"Drunk with the overflow of the House of God": Jn 4

1.

“Everyone who drinks of this water will be thirsty again, but those who drink of the water that I will give them will never be thirsty” (Jn 4:14)

So Jesus says to the Samaritan woman as she draws up water from the well.

At Lent, we are called to examine ourselves, to claim again for ourselves the new life of Easter.  I wonder, aren’t we like the Samaritan woman, drawing up pales of water only to find ourselves thirsty again?  Undoubtedly we need water to live: but aren’t we in danger of being caught in a cycle of consumption—for food drink, travel, and material possessions of all kinds—thinking those things will quench our thirst?

So often we who are rich in material resources can be spiritually poor: we are thirsting for something more, something definite, which will abide. We thirst for meaning.  We thirst for the living waters.

2.

Yet it can be for us a case of water, water everywhere, but not a drop to drink.

## [STATED EXERCISE]
Condense the paragraph of the John 4 reflection that begins "At Lent, we are called" into a short bulleted list that keeps its main points.

[Some items]
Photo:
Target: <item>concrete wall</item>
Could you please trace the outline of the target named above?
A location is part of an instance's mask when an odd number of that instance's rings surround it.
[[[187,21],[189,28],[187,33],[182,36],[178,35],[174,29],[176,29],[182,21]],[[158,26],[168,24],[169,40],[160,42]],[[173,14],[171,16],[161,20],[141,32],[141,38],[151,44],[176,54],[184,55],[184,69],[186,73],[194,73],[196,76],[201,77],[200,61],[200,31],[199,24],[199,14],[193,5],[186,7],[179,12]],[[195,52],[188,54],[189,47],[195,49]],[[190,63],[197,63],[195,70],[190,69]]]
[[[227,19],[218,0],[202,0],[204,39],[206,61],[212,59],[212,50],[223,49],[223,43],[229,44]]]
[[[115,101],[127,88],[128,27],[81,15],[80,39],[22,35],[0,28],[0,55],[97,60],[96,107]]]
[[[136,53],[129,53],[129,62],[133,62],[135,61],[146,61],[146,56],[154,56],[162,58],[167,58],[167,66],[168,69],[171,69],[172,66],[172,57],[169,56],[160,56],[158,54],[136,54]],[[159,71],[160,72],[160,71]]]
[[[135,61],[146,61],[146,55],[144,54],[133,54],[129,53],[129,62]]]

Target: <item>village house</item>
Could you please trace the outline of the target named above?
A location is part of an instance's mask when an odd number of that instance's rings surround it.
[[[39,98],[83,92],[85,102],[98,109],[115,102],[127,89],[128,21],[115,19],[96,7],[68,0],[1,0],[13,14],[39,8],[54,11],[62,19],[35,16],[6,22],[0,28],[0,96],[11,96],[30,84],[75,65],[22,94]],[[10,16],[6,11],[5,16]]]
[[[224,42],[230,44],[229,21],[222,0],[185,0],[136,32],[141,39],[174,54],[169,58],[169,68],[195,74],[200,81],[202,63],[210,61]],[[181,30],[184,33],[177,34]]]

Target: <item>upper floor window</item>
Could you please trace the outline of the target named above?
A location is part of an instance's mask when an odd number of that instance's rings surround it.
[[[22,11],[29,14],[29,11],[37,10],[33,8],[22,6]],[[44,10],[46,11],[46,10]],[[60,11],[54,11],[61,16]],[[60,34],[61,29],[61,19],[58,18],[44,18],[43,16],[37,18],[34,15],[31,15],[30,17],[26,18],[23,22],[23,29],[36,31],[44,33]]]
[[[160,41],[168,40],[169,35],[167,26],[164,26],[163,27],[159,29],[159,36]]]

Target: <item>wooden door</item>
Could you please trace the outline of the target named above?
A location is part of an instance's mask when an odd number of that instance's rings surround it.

## [COMPLETED EXERCISE]
- Lent calls us to examine ourselves and reclaim the new life of Easter.
- Like the Samaritan woman, we keep drawing up water only to be thirsty again.
- We need water to live, but we risk a cycle of consuming food, drink, travel, and material possessions, thinking these will quench our thirst.